__Page extract__:
********************
Perform PGD management primarily by using functions you call from SQL.
All functions in PGD are exposed in the bdr schema. Schema qualify any calls to these
functions instead of putting bdr in the
search_path.
Version information functions
bdr.bdr_version
This function retrieves the textual representation of the version of the BDR extension currently in use.
bdr.bdr_version_num
This function retrieves the version number of the BDR extension that is currently in use. Version numbers are monotonically increasing, allowing this value to be used for less-than and greater-than comparisons.
The following formula returns the version number consisting of major version, minor version, and patch release into a single numerical value:
MAJOR_VERSION * 10000 + MINOR_VERSION * 100 + PATCH_RELEASE
System information functions
bdr.get_relation_stats
Returns the relation information.
bdr.get_subscription_stats
Returns the current subscription statistics.
System and progress information parameters
PGD exposes some parameters that you can query directly in SQL using, for example,
SHOW or the current_setting() function. You can also use PQparameterStatus
(or equivalent) from a client application.
bdr.local_node_id
When you initialize a session, this is set to the node id the client is connected to. This allows an application to figure out the node it's connected to, even behind a transparent proxy.
It's also used with Connection pools and proxies.
********************
__Data section__:

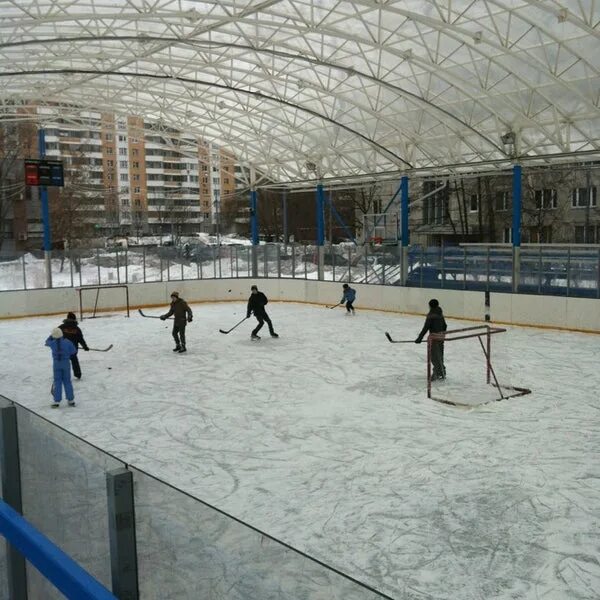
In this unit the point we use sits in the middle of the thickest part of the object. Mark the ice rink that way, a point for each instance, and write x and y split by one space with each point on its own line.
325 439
********************
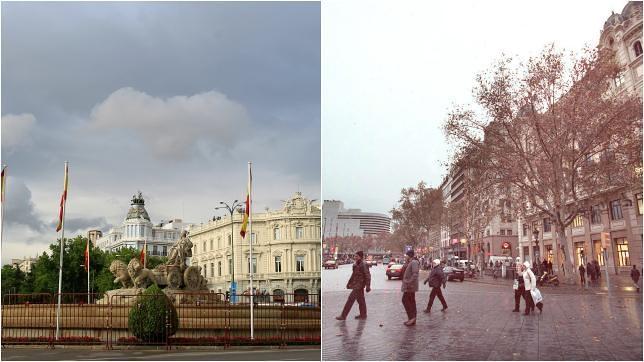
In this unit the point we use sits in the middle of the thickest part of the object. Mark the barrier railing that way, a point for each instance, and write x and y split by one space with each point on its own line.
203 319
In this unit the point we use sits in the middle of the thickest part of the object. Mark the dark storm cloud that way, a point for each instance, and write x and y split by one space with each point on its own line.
********************
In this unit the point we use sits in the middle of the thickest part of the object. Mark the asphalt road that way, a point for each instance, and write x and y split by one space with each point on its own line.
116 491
********************
__Your task__: In the PGD functions page above, what is bdr.local_node_id set to when a session is initialized?

__Problem solution__: It is set to the node id the client is connected to.